Exercise inputs:

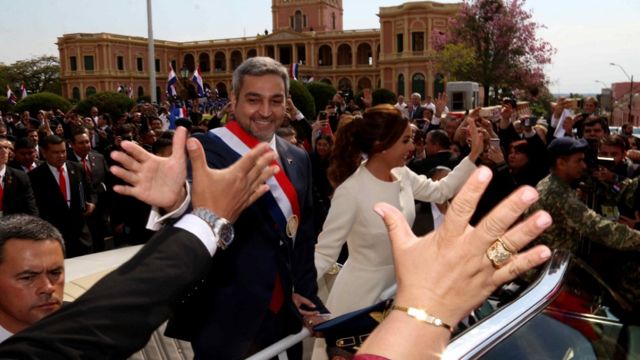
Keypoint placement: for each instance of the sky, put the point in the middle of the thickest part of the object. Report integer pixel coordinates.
(588, 35)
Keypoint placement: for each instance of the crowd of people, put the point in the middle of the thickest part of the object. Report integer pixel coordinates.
(96, 180)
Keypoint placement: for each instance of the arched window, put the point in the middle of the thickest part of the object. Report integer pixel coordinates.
(400, 88)
(204, 62)
(189, 62)
(236, 59)
(90, 91)
(345, 56)
(220, 61)
(417, 84)
(325, 57)
(75, 93)
(297, 21)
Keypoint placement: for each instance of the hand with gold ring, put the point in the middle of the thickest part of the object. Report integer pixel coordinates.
(451, 270)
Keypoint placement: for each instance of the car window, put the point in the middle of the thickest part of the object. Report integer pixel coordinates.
(584, 321)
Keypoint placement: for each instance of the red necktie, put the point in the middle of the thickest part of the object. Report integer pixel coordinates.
(87, 169)
(1, 193)
(63, 183)
(277, 296)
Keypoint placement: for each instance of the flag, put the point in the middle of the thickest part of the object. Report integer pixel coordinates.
(197, 79)
(12, 98)
(171, 81)
(293, 71)
(23, 91)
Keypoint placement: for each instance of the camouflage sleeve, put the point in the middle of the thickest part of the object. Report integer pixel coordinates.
(628, 192)
(599, 229)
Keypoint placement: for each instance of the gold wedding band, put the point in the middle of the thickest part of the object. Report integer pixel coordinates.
(499, 253)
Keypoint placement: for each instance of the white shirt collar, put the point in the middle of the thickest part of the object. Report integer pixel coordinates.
(4, 334)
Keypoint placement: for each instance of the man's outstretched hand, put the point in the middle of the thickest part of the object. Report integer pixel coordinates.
(155, 180)
(229, 191)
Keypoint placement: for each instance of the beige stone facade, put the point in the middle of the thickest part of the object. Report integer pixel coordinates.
(307, 32)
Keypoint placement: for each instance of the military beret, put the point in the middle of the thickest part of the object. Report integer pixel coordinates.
(567, 146)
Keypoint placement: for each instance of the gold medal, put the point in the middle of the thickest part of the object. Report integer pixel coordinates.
(292, 226)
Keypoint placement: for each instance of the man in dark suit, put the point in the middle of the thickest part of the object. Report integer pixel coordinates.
(16, 195)
(438, 153)
(415, 109)
(116, 316)
(25, 155)
(254, 294)
(63, 196)
(96, 170)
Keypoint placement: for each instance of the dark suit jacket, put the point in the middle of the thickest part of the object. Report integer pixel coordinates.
(117, 315)
(444, 158)
(18, 195)
(224, 319)
(417, 114)
(53, 207)
(99, 169)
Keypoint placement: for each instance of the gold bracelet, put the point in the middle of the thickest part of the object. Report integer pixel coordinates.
(422, 315)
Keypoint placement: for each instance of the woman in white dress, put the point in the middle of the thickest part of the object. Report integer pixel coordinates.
(385, 138)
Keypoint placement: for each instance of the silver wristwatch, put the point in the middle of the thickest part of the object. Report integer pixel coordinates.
(221, 227)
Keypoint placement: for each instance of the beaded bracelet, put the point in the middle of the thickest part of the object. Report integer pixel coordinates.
(422, 315)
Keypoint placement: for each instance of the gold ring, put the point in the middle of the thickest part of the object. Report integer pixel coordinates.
(499, 253)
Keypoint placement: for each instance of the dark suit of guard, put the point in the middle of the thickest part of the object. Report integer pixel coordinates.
(18, 196)
(117, 315)
(229, 317)
(54, 209)
(97, 177)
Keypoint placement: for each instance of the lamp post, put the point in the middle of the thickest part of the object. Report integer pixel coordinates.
(630, 78)
(184, 76)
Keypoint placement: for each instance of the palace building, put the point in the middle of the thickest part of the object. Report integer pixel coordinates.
(305, 32)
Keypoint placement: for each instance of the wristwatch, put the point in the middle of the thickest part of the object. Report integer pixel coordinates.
(221, 227)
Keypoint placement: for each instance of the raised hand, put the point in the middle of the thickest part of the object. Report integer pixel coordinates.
(229, 191)
(448, 272)
(155, 180)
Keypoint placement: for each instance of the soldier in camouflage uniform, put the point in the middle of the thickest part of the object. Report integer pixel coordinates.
(574, 223)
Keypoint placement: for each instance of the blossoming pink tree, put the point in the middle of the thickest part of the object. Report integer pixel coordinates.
(506, 52)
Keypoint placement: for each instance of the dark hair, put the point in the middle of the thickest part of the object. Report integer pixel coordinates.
(26, 227)
(161, 143)
(440, 138)
(593, 120)
(614, 140)
(24, 143)
(51, 140)
(377, 130)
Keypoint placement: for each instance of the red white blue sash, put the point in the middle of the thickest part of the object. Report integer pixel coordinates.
(285, 209)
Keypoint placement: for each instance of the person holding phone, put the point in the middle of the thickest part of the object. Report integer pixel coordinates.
(385, 137)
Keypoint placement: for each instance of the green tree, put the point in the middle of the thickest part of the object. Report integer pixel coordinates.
(40, 74)
(114, 104)
(322, 94)
(508, 54)
(302, 99)
(42, 101)
(382, 96)
(455, 61)
(5, 107)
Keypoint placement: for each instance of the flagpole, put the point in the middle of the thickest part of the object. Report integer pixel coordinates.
(152, 57)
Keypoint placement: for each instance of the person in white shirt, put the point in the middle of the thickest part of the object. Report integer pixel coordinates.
(31, 272)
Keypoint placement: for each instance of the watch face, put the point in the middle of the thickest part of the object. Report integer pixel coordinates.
(225, 234)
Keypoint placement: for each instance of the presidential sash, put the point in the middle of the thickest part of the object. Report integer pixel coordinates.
(284, 208)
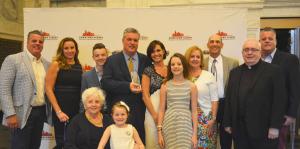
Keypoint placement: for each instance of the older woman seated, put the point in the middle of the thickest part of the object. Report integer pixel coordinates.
(86, 129)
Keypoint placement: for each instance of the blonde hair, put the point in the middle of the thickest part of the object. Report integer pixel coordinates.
(93, 91)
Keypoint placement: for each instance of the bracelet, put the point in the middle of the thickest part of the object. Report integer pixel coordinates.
(58, 112)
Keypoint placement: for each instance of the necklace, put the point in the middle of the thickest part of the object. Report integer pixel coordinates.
(95, 121)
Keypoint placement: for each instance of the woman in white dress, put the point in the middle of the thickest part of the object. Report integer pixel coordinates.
(207, 98)
(152, 79)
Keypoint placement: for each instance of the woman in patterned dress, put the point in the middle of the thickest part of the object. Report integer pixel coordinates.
(151, 81)
(207, 99)
(177, 117)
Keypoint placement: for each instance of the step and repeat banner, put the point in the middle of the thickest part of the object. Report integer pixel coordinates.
(177, 28)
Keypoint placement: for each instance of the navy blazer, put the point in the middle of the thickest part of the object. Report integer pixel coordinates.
(265, 101)
(116, 80)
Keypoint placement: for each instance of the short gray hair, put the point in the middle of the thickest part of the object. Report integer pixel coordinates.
(130, 30)
(95, 91)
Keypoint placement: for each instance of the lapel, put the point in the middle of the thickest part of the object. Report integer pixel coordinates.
(259, 70)
(277, 58)
(123, 66)
(94, 77)
(28, 64)
(225, 70)
(205, 63)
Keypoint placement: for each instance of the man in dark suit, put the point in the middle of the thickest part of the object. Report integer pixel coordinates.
(22, 95)
(255, 101)
(223, 65)
(121, 79)
(93, 77)
(290, 65)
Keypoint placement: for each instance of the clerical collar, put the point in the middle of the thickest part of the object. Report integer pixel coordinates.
(253, 67)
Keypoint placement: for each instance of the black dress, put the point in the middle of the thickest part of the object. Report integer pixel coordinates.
(82, 134)
(67, 91)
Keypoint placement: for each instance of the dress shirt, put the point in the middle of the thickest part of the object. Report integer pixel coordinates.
(39, 75)
(219, 67)
(135, 61)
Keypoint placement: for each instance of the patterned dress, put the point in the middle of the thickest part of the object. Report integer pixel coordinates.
(208, 92)
(150, 127)
(177, 124)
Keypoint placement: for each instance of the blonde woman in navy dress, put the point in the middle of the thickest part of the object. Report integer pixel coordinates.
(152, 79)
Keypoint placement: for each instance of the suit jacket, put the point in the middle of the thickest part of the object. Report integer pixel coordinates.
(290, 65)
(228, 65)
(89, 79)
(116, 79)
(264, 104)
(18, 87)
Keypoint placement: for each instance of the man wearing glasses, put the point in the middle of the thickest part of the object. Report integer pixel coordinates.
(255, 101)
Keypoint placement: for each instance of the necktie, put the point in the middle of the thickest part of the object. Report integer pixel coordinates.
(130, 64)
(213, 68)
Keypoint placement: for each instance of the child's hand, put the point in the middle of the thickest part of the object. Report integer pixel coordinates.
(194, 141)
(161, 141)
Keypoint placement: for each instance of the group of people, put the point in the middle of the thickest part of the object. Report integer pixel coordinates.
(135, 101)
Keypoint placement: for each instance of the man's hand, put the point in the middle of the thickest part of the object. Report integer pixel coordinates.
(273, 133)
(228, 130)
(135, 88)
(12, 121)
(289, 120)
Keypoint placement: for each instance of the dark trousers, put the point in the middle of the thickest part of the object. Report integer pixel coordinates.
(30, 136)
(137, 118)
(243, 141)
(225, 138)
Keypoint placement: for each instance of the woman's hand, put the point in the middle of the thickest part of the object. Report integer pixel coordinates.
(161, 141)
(210, 125)
(62, 116)
(194, 141)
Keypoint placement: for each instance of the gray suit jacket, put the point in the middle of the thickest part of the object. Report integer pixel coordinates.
(18, 87)
(89, 79)
(228, 65)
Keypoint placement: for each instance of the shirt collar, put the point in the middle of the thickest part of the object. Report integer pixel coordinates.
(32, 58)
(134, 57)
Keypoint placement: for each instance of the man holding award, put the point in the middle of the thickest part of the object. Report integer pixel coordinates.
(121, 79)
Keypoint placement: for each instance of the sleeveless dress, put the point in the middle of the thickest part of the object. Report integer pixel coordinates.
(177, 124)
(67, 91)
(150, 126)
(121, 138)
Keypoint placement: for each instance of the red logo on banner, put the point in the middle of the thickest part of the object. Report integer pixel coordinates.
(88, 35)
(47, 135)
(48, 36)
(179, 36)
(225, 36)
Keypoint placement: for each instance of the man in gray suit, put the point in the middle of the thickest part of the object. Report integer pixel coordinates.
(93, 77)
(220, 66)
(22, 93)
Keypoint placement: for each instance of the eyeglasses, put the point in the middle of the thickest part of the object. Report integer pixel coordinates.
(251, 49)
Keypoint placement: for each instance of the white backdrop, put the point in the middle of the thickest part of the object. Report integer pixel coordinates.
(177, 28)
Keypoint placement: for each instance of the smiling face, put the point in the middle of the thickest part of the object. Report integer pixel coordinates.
(268, 41)
(100, 56)
(69, 50)
(215, 45)
(130, 43)
(157, 54)
(92, 105)
(176, 66)
(119, 115)
(251, 52)
(35, 44)
(195, 59)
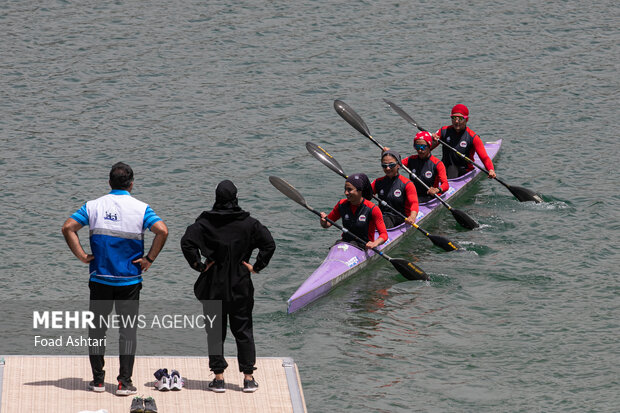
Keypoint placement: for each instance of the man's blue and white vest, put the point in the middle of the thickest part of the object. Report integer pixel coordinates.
(117, 222)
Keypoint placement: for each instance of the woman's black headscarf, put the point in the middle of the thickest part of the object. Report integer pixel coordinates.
(226, 196)
(361, 183)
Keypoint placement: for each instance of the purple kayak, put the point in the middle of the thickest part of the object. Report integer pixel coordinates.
(344, 260)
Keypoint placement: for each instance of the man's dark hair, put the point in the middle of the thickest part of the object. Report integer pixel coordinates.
(121, 176)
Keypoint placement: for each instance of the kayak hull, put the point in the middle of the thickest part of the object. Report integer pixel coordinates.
(344, 260)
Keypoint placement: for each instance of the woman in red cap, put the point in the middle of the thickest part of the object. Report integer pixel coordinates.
(428, 168)
(359, 215)
(465, 141)
(396, 190)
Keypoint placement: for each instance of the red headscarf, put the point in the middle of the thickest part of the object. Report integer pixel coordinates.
(462, 109)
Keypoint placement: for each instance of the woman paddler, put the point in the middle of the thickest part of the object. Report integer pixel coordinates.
(398, 191)
(359, 215)
(428, 168)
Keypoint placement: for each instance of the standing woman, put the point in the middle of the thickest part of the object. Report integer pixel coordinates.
(460, 137)
(428, 168)
(359, 215)
(398, 191)
(226, 236)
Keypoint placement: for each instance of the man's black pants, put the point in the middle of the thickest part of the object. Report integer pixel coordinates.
(239, 314)
(126, 300)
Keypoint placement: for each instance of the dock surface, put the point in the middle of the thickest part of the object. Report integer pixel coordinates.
(60, 384)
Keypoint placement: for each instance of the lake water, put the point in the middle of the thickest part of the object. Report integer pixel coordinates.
(190, 93)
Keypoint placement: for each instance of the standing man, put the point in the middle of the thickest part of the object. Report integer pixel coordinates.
(117, 223)
(463, 140)
(226, 237)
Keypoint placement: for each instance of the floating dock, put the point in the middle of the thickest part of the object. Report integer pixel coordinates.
(59, 384)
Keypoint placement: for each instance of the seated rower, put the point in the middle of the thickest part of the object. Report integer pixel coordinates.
(428, 168)
(398, 191)
(465, 141)
(359, 215)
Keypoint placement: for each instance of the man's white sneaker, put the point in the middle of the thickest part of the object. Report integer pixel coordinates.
(163, 380)
(176, 381)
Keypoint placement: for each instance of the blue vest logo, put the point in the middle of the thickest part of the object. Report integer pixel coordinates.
(111, 215)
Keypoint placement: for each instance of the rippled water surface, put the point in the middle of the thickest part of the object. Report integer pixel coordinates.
(190, 93)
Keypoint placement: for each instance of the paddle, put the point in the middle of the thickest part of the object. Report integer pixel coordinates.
(407, 269)
(522, 194)
(356, 121)
(329, 161)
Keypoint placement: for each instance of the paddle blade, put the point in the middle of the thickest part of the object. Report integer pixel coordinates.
(351, 117)
(463, 219)
(325, 158)
(288, 190)
(524, 194)
(442, 242)
(403, 114)
(409, 270)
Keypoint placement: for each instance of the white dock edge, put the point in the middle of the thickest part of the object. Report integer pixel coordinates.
(297, 399)
(59, 384)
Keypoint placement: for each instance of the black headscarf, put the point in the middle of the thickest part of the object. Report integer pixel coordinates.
(361, 183)
(226, 196)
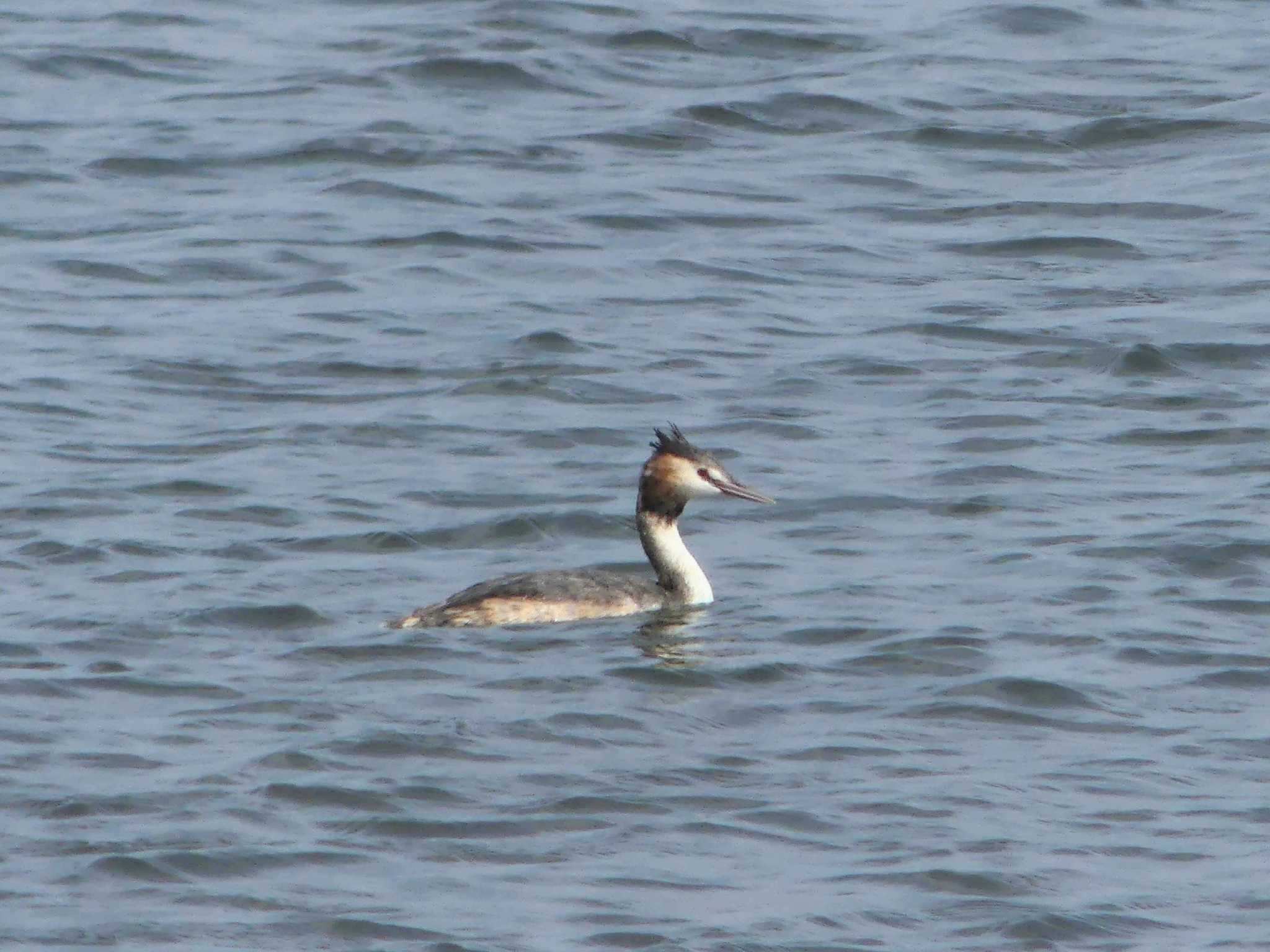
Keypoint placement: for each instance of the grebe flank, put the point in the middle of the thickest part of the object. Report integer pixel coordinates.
(676, 472)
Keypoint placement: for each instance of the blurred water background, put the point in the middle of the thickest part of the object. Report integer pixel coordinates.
(318, 311)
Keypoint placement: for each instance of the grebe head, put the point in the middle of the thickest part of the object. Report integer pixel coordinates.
(678, 471)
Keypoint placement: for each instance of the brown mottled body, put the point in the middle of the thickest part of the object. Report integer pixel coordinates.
(676, 472)
(533, 598)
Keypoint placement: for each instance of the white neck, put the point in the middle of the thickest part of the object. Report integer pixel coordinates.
(677, 571)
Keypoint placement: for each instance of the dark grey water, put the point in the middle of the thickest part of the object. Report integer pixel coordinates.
(315, 312)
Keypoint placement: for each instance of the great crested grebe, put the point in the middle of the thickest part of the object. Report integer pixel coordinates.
(676, 472)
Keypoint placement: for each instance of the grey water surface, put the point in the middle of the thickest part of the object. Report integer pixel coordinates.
(314, 312)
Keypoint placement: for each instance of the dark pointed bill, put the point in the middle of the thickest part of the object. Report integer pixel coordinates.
(730, 488)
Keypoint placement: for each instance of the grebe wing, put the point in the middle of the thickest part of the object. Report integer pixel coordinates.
(528, 598)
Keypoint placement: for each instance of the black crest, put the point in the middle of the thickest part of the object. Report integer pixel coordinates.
(677, 444)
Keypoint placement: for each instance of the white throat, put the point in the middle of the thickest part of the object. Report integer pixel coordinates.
(677, 571)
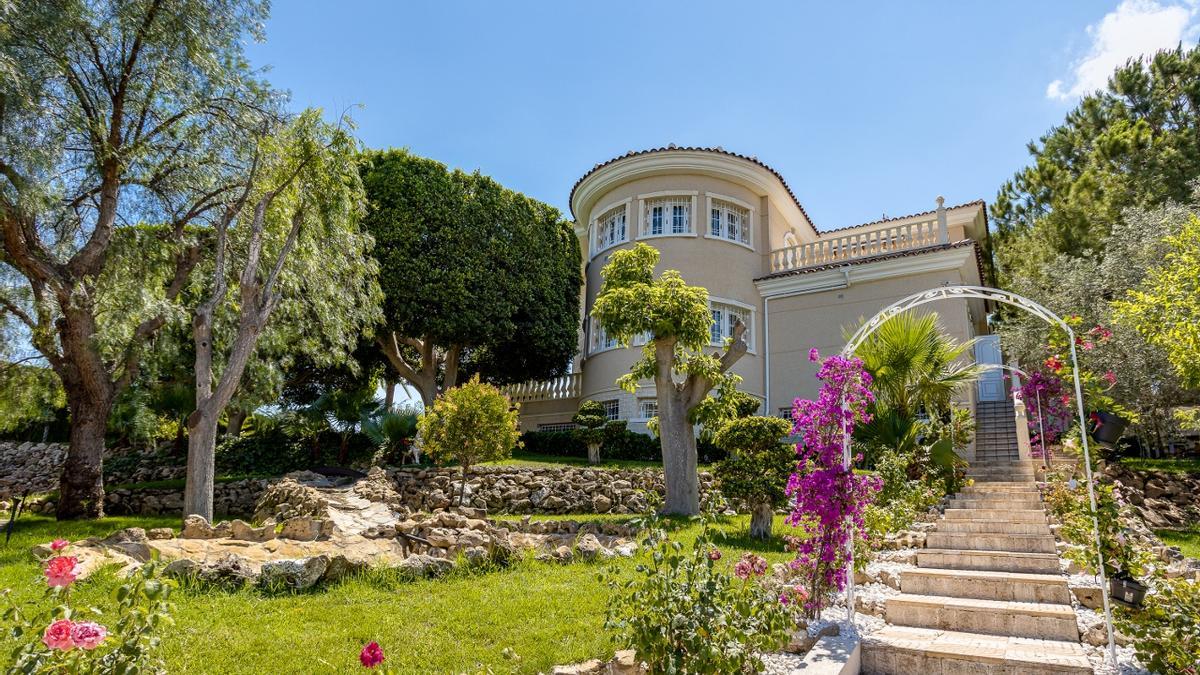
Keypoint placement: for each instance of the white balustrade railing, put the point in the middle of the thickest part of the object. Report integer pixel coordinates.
(563, 387)
(862, 244)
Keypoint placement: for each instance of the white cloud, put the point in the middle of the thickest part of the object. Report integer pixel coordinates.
(1137, 28)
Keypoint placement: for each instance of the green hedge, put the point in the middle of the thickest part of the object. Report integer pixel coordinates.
(619, 443)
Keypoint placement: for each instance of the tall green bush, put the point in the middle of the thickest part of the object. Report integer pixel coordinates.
(757, 467)
(469, 424)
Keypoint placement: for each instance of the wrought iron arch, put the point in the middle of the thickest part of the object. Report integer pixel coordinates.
(1030, 306)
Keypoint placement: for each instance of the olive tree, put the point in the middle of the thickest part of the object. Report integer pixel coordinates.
(591, 419)
(757, 467)
(469, 424)
(291, 237)
(676, 317)
(114, 113)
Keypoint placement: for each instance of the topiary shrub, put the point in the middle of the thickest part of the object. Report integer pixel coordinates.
(472, 423)
(591, 419)
(757, 467)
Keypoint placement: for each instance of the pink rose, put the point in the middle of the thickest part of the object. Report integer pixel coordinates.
(60, 571)
(371, 655)
(87, 634)
(58, 635)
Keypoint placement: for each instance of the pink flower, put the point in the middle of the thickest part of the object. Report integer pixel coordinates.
(750, 566)
(88, 635)
(371, 655)
(58, 635)
(60, 571)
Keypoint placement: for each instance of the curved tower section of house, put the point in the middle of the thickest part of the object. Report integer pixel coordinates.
(714, 216)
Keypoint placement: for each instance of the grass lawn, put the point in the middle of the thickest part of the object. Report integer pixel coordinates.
(1168, 465)
(1188, 541)
(547, 614)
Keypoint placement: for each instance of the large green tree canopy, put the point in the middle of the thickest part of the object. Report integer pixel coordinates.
(1133, 144)
(475, 276)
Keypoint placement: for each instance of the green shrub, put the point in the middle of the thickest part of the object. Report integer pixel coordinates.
(1167, 628)
(469, 424)
(757, 466)
(683, 611)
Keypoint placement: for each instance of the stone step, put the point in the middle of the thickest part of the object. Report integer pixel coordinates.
(991, 542)
(987, 585)
(995, 503)
(996, 617)
(995, 561)
(993, 526)
(905, 650)
(1011, 515)
(1001, 488)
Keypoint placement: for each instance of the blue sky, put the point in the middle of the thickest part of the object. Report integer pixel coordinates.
(864, 108)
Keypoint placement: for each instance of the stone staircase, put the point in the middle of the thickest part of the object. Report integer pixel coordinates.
(995, 431)
(988, 595)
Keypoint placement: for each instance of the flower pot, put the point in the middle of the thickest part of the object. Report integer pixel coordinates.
(1127, 590)
(1109, 428)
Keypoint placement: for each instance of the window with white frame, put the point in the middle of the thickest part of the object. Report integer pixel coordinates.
(647, 408)
(666, 215)
(611, 410)
(725, 317)
(611, 228)
(729, 221)
(600, 339)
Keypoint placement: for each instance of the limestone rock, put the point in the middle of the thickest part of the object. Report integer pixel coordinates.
(295, 574)
(246, 532)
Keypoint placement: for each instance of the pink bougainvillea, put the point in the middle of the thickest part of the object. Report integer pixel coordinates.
(828, 497)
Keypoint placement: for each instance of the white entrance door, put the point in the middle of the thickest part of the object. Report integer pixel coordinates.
(991, 384)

Short exercise: Output an exact copy of the lines beginning at the one that holds "Keypoint placement: for each instance of the window" and running through the final line of the records.

Answer for the task:
Keypoint placement: for each instance of the window with white frame, put the point in the middle of the thickest part of the object. Report integer pixel coordinates.
(647, 408)
(666, 215)
(611, 410)
(725, 317)
(611, 228)
(729, 221)
(600, 339)
Keypoint placement: for each instance of the limestone rock, put the point in the middle of the thickest part of the object. Report integer pixel coordinates.
(295, 574)
(246, 532)
Keypoint placement: for each instance of the pink bougainvillea, put the point in the middle of the thickest part of the object. Report integer pixel coordinates.
(828, 497)
Keypoint placement: for each instance of the white entrance door, put the point in the middle of the thickest part of the object. Report integer pixel coordinates.
(991, 384)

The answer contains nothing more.